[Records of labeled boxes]
◇ ◇ ◇ ◇ ◇ ◇ ◇
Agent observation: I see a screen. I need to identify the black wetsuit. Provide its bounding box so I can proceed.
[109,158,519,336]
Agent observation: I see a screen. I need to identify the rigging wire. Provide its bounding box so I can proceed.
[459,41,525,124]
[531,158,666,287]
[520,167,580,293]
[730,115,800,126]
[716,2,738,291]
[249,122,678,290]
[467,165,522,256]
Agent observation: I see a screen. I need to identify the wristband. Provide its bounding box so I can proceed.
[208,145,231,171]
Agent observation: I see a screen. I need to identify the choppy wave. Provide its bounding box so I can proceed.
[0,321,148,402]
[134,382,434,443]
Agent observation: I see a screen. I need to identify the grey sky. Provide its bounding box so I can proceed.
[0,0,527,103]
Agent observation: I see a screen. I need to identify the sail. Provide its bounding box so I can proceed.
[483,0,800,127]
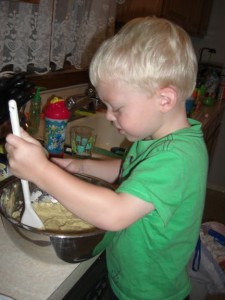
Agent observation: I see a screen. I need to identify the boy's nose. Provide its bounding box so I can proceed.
[106,109,116,121]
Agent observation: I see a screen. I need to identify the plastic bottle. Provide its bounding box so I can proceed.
[45,97,70,157]
[28,87,41,135]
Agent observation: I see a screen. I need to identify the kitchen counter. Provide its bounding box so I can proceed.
[0,219,97,300]
[0,101,225,300]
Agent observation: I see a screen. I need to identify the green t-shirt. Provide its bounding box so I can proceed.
[106,119,208,300]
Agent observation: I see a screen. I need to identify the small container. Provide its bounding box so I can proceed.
[70,126,96,158]
[28,87,41,135]
[45,97,70,157]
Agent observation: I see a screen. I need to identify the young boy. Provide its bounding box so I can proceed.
[6,17,207,300]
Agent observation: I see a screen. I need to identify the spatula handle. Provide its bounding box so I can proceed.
[9,99,21,136]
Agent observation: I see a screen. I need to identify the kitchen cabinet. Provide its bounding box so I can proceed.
[191,101,225,168]
[162,0,213,36]
[116,0,213,36]
[116,0,163,23]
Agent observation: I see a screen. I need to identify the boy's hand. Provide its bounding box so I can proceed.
[51,157,83,174]
[5,129,48,182]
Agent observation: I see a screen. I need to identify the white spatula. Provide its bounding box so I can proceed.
[9,100,44,228]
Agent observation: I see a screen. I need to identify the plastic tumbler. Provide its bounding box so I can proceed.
[45,97,70,157]
[70,126,96,158]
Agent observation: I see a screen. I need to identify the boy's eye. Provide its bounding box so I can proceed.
[113,107,121,113]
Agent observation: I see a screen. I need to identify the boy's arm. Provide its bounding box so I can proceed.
[51,158,122,183]
[6,133,154,231]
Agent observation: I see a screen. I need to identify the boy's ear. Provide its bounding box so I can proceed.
[159,87,177,112]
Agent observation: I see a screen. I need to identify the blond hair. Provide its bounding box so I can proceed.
[89,17,197,100]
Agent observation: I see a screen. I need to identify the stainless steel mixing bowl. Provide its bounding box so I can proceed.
[0,176,113,263]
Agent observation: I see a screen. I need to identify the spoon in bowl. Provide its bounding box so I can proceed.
[9,100,44,228]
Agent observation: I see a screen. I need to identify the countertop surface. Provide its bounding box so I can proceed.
[0,219,96,300]
[0,102,225,300]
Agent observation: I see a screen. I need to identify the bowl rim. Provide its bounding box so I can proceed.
[0,174,109,238]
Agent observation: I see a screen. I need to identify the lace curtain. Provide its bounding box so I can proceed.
[0,0,116,72]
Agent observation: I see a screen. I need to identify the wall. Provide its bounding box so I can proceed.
[193,0,225,191]
[192,0,225,64]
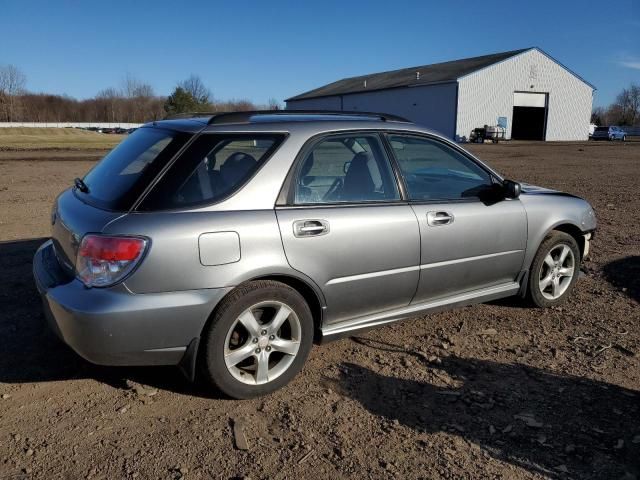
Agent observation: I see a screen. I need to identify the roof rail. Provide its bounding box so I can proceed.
[163,112,219,120]
[209,110,411,125]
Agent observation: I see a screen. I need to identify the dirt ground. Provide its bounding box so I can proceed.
[0,142,640,480]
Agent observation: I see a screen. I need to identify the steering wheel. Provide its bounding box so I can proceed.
[322,177,342,200]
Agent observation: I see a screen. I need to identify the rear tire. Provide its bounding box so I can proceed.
[199,280,313,399]
[527,231,580,308]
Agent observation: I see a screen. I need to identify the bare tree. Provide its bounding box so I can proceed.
[122,73,155,122]
[268,98,282,110]
[0,65,27,122]
[178,73,213,104]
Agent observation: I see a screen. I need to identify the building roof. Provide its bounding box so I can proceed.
[285,48,530,102]
[285,47,593,102]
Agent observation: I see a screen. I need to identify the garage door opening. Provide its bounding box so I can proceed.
[511,92,547,140]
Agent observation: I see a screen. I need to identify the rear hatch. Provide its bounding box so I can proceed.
[51,126,193,273]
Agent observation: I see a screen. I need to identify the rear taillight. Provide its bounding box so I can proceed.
[76,234,148,287]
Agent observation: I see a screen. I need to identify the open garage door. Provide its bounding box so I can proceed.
[511,92,547,140]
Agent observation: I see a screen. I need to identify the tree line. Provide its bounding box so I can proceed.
[0,65,280,123]
[591,83,640,126]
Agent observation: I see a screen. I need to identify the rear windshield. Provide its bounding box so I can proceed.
[139,133,284,211]
[75,128,190,211]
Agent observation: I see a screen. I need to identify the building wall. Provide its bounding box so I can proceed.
[456,50,593,140]
[287,83,457,138]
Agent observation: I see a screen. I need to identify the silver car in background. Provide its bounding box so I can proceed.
[34,111,596,398]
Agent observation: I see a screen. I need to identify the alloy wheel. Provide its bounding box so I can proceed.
[224,300,302,385]
[538,244,576,300]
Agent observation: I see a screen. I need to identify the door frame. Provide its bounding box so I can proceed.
[509,90,551,142]
[274,128,504,208]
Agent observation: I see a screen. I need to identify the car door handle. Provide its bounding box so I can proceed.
[427,212,453,227]
[293,220,329,237]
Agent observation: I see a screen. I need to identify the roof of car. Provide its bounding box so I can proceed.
[144,110,415,132]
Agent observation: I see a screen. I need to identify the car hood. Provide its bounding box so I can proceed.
[520,183,580,198]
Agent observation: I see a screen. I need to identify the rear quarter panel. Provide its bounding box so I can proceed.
[107,210,320,293]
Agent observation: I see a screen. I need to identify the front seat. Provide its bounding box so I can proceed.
[296,152,320,203]
[220,152,256,191]
[341,152,376,201]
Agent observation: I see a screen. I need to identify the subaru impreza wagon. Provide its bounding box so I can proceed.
[33,111,596,398]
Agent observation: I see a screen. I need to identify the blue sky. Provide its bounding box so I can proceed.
[0,0,640,105]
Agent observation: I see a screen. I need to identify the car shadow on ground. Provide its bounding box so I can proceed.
[0,238,220,398]
[337,339,640,479]
[602,255,640,302]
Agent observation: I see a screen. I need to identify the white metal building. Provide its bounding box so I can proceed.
[286,48,595,141]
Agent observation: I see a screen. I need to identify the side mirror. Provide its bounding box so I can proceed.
[502,180,522,198]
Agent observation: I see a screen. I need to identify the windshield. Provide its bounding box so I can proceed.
[75,128,189,211]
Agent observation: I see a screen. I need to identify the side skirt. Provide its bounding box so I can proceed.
[321,282,520,343]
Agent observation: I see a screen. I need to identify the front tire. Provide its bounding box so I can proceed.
[528,231,580,308]
[200,280,313,399]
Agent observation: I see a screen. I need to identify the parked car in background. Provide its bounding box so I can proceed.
[591,126,627,142]
[33,111,596,398]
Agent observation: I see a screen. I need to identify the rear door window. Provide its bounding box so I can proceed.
[388,135,494,201]
[75,128,191,211]
[294,134,400,205]
[139,134,284,211]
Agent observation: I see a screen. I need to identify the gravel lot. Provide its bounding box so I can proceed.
[0,142,640,480]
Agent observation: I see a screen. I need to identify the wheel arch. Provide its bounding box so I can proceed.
[178,273,325,382]
[536,222,584,261]
[243,273,325,339]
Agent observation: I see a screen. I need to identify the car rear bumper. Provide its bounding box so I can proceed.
[33,240,230,365]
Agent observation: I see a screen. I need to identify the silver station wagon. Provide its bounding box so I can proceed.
[33,111,596,398]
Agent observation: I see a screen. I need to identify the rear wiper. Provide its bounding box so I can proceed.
[73,177,89,193]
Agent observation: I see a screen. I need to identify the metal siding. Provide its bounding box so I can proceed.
[287,82,457,138]
[456,50,593,140]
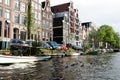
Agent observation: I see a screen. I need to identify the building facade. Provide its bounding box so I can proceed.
[0,0,41,49]
[41,0,53,42]
[52,2,80,45]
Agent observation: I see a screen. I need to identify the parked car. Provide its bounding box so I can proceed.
[59,44,68,50]
[41,43,52,49]
[48,41,60,49]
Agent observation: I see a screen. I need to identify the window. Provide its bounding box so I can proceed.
[15,0,20,11]
[0,0,3,3]
[5,0,11,6]
[38,13,41,20]
[43,12,46,17]
[14,14,19,23]
[0,21,2,36]
[5,9,10,19]
[0,7,3,17]
[21,3,26,12]
[21,15,26,25]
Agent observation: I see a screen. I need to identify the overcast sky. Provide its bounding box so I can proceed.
[41,0,120,33]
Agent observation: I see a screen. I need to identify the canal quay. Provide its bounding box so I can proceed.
[0,52,120,80]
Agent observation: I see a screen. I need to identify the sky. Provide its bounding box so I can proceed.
[41,0,120,33]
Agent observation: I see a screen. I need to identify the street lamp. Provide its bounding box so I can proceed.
[5,20,10,50]
[37,27,40,41]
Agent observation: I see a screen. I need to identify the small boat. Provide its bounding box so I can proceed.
[71,52,80,56]
[0,55,51,64]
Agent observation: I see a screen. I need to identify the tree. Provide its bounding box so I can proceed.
[98,25,115,48]
[113,33,120,48]
[26,0,32,39]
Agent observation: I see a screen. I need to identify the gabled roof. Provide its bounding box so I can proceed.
[51,2,70,13]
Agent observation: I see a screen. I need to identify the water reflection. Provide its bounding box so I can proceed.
[0,53,120,80]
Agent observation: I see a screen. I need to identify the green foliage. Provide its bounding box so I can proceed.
[32,41,42,47]
[26,0,34,39]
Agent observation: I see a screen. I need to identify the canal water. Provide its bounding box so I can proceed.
[0,53,120,80]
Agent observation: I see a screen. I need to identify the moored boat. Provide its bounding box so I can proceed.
[0,55,51,64]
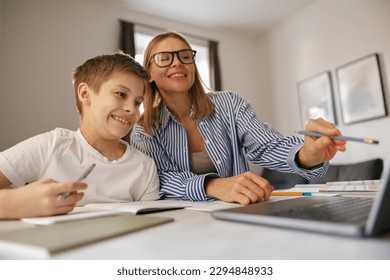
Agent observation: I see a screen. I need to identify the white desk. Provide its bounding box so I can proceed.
[0,209,384,260]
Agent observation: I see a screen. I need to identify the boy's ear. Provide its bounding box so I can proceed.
[77,83,91,104]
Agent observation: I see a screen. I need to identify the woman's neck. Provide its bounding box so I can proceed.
[161,92,192,122]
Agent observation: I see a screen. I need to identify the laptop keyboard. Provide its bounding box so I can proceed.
[276,197,373,223]
[320,180,383,192]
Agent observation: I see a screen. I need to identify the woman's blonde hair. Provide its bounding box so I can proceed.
[140,31,214,135]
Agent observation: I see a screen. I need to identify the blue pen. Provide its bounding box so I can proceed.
[57,164,96,200]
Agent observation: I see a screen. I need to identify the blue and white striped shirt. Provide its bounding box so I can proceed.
[131,92,328,201]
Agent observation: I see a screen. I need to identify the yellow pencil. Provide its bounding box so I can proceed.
[271,192,311,196]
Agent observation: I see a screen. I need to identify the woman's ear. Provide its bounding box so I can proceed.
[77,83,90,104]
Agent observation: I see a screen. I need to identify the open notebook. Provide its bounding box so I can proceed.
[212,162,390,236]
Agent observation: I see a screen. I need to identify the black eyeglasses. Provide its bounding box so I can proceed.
◇ ◇ ◇ ◇ ◇ ◇ ◇
Write out the records word for word, from the start through the line that holds "[467,165,522,256]", including that line.

Agent observation: I see a screen. I need to identify the black wetsuit. Provide its bounding box so I can proceed.
[109,158,519,336]
Agent observation: I see a screen. I need to identify the rigging wire. Provide its bounding box so I can proceed.
[459,41,525,124]
[531,158,666,287]
[520,167,580,293]
[730,115,800,126]
[716,2,738,291]
[249,122,678,290]
[467,165,522,256]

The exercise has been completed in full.